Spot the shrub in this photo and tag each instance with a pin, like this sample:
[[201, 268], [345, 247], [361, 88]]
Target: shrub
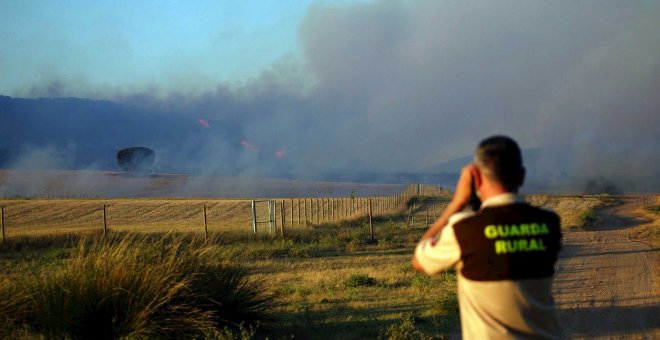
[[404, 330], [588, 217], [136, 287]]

####################

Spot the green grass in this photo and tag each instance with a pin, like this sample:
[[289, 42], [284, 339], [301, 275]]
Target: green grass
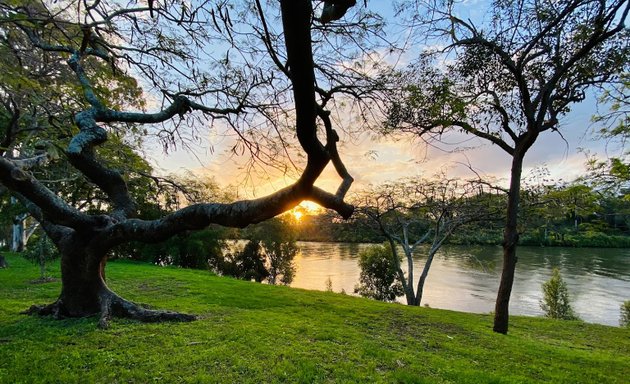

####################

:: Written request ::
Starting at the line that contains "Spot the shrub" and ending at the line that contains "[[404, 330], [588, 217], [136, 287]]", write those lines out again, adding 128 to every number in the answer coordinates and nowhere else. Leave the pictures out.

:: Solution for this problem ::
Spot the shrub in this photo and tag each instance with a pin, like this sample:
[[201, 268], [345, 247], [361, 88]]
Target: shrub
[[532, 458], [716, 345], [264, 415]]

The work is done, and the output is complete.